Durham, die im Hauptberuf für den US-Softwarekonzern Intuit als Personalerin arbeitet, ist eine von vielen Karriere-Influencern. Ihre leicht verdaulichen Videos, die tausendfach geklickt werden, richten sich an junge Absolventen und Berufseinsteiger der Generation Z. Die schauen längst nicht mehr in Zeitungen oder Stellenportalen nach Jobs, sondern auf Plattformen wie Tiktok und Instagram.

In PR-Abteilungen ist die Erkenntnis da, dass sich mit Influencern mehr Reichweite als mit mancher Anzeige erzielen lässt. Influencer-Marketing ist fester Bestandteil der Unternehmensstrategie. Modelabels heuern Influencer für Werbekampagnen an, Fremdenverkehrsämter laden Tiktoker ein, um Sehenswürdigkeiten zu promoten.

*GEGEBENE DATEN*
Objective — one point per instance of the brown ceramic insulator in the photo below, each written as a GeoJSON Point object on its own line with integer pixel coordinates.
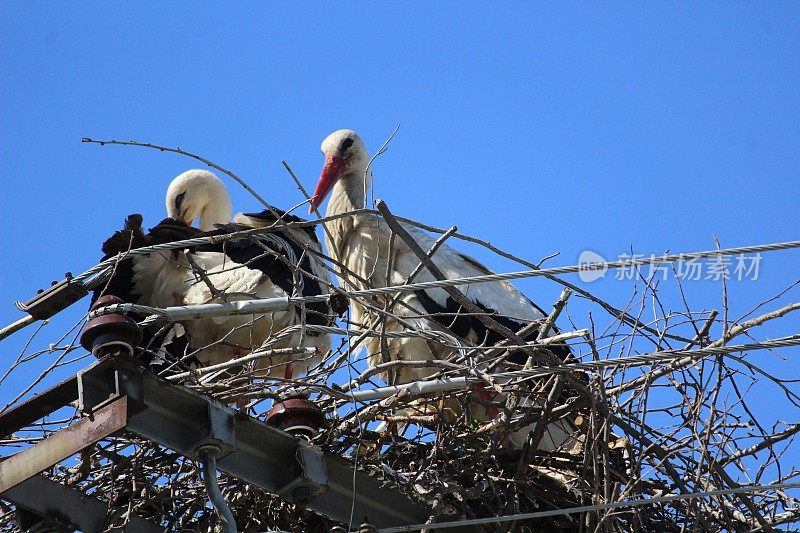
{"type": "Point", "coordinates": [298, 416]}
{"type": "Point", "coordinates": [107, 333]}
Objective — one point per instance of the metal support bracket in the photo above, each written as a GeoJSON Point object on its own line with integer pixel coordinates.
{"type": "Point", "coordinates": [116, 393]}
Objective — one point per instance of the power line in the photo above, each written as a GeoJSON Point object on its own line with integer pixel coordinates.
{"type": "Point", "coordinates": [460, 382]}
{"type": "Point", "coordinates": [595, 266]}
{"type": "Point", "coordinates": [744, 489]}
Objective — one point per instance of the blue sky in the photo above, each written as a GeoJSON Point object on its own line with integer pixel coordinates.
{"type": "Point", "coordinates": [542, 127]}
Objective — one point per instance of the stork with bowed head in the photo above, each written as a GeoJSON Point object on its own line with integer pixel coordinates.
{"type": "Point", "coordinates": [156, 279]}
{"type": "Point", "coordinates": [269, 265]}
{"type": "Point", "coordinates": [361, 242]}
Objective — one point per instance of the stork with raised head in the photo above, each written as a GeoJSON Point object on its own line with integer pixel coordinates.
{"type": "Point", "coordinates": [275, 264]}
{"type": "Point", "coordinates": [361, 242]}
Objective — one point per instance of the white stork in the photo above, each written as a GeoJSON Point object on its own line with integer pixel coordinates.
{"type": "Point", "coordinates": [156, 279]}
{"type": "Point", "coordinates": [361, 243]}
{"type": "Point", "coordinates": [271, 265]}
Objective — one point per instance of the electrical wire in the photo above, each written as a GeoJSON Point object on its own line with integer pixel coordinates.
{"type": "Point", "coordinates": [744, 489]}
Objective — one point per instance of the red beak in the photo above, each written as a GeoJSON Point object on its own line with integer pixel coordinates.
{"type": "Point", "coordinates": [333, 170]}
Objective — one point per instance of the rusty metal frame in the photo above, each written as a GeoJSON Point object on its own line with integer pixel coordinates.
{"type": "Point", "coordinates": [117, 394]}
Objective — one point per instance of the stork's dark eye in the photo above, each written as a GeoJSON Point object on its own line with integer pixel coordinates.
{"type": "Point", "coordinates": [346, 144]}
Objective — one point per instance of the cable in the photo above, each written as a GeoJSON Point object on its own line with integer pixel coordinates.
{"type": "Point", "coordinates": [744, 489]}
{"type": "Point", "coordinates": [416, 388]}
{"type": "Point", "coordinates": [600, 265]}
{"type": "Point", "coordinates": [208, 457]}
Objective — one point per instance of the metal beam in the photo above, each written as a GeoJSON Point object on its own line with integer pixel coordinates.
{"type": "Point", "coordinates": [48, 498]}
{"type": "Point", "coordinates": [38, 407]}
{"type": "Point", "coordinates": [117, 394]}
{"type": "Point", "coordinates": [62, 444]}
{"type": "Point", "coordinates": [184, 420]}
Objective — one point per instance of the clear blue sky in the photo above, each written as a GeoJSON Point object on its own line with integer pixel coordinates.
{"type": "Point", "coordinates": [542, 127]}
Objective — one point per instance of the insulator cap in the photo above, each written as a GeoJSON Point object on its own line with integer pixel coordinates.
{"type": "Point", "coordinates": [298, 416]}
{"type": "Point", "coordinates": [112, 332]}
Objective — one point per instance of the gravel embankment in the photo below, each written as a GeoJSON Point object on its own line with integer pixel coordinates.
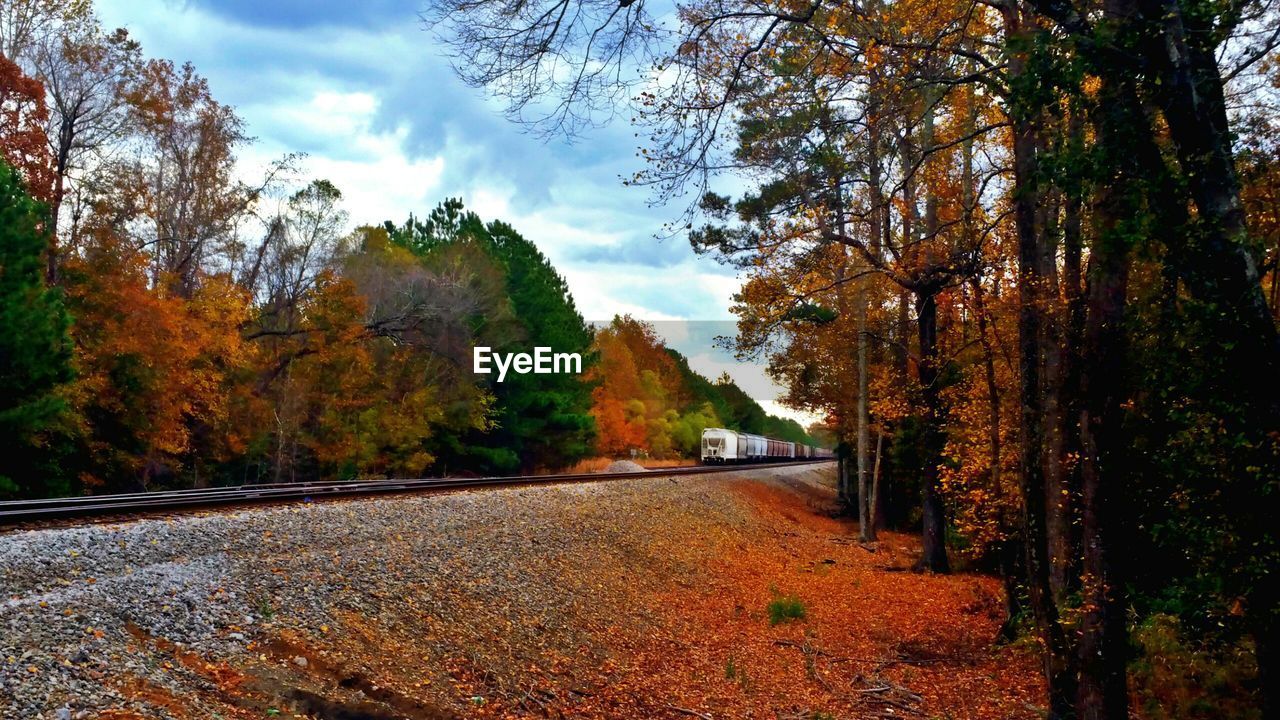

*AUFGABENSTELLUNG*
Bei welchem Unternehmen ist Durham laut dem vorliegenden Text hauptberuflich beschäftigt, und in welcher Funktion? Die Daten werden für die Bearbeitung nicht benötigt.

*LÖSUNG*
Beim US-Softwarekonzern Intuit, als Personalerin.